§ **Objective**
Return the complete listing that follows, with each line reproduced exactly.
=-=-=-=-=
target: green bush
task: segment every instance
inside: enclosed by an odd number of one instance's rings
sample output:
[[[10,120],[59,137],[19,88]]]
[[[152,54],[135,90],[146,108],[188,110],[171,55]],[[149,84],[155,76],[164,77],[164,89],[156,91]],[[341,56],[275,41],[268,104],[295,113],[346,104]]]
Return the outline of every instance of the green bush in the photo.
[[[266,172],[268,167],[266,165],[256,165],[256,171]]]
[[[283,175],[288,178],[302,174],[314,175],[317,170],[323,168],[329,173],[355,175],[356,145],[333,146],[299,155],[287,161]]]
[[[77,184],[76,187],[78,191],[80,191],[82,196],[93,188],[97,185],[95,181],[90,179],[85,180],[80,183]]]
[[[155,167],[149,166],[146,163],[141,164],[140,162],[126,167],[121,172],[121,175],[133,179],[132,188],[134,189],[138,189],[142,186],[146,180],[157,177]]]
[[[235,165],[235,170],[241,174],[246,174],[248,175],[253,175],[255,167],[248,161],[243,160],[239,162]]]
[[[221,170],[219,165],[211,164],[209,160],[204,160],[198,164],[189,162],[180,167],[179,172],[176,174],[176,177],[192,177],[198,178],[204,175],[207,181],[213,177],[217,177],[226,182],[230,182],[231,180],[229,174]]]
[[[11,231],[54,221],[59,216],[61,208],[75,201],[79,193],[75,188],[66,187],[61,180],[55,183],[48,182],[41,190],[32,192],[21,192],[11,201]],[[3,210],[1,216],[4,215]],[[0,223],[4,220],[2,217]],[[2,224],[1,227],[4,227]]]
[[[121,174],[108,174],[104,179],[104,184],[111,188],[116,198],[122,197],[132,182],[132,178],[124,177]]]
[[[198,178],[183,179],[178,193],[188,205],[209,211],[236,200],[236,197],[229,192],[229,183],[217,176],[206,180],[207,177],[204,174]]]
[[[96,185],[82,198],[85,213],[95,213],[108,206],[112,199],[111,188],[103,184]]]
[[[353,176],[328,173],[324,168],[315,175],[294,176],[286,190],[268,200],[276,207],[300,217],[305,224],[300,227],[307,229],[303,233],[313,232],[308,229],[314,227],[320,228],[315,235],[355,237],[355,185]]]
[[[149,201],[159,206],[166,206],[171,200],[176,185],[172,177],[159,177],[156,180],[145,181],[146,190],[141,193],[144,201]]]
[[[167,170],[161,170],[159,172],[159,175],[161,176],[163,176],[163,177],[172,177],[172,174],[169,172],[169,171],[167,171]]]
=-=-=-=-=
§ **Result**
target: green bush
task: segment every instance
inside: enclosed by an odd number of one instance's rings
sample output:
[[[10,120],[59,137],[19,88]]]
[[[152,54],[135,90],[146,108],[188,110],[171,55]],[[149,84],[155,76],[164,77],[164,89],[156,91]],[[341,56],[275,41],[268,104],[295,113],[346,104]]]
Return the outline of every instance of the green bush in the photo.
[[[266,172],[268,167],[266,165],[256,165],[256,171]]]
[[[283,175],[288,178],[302,174],[314,175],[317,170],[323,168],[329,173],[355,175],[356,145],[333,146],[299,155],[287,161]]]
[[[77,184],[76,187],[78,191],[80,191],[82,196],[93,188],[97,185],[95,181],[90,179],[85,180],[80,183]]]
[[[155,167],[149,166],[146,163],[141,164],[140,162],[126,167],[121,172],[121,175],[133,179],[132,188],[134,189],[138,189],[142,186],[146,180],[157,177]]]
[[[235,165],[235,170],[241,174],[246,174],[248,175],[253,175],[255,167],[248,161],[243,160],[239,162]]]
[[[221,170],[219,165],[211,164],[209,160],[204,160],[198,164],[189,162],[180,167],[179,172],[176,174],[176,177],[192,177],[198,178],[204,175],[207,181],[213,177],[217,177],[226,182],[230,182],[231,180],[229,174]]]
[[[11,231],[54,221],[59,216],[61,208],[75,201],[79,193],[75,188],[66,187],[61,180],[55,183],[48,182],[41,190],[32,192],[21,192],[11,201]],[[3,210],[1,216],[4,215]],[[0,223],[4,220],[2,217]],[[2,224],[1,227],[4,227]]]
[[[121,174],[108,174],[104,179],[104,184],[111,188],[116,198],[122,197],[132,182],[132,178],[124,177]]]
[[[198,178],[183,179],[178,193],[188,205],[209,211],[236,200],[236,197],[229,192],[229,183],[217,176],[206,180],[207,177],[204,174]]]
[[[96,185],[82,198],[85,213],[95,213],[108,206],[112,199],[111,188],[103,184]]]
[[[353,176],[328,173],[324,168],[315,175],[294,176],[286,190],[268,200],[276,207],[300,217],[305,224],[300,227],[307,229],[303,233],[313,232],[308,229],[314,227],[320,228],[315,235],[355,237],[355,185]]]
[[[149,201],[159,206],[166,206],[171,200],[176,185],[172,177],[159,177],[156,180],[145,181],[146,190],[141,193],[144,201]]]
[[[167,170],[161,170],[159,172],[159,175],[161,176],[163,176],[163,177],[172,177],[172,174],[169,172],[169,171],[167,171]]]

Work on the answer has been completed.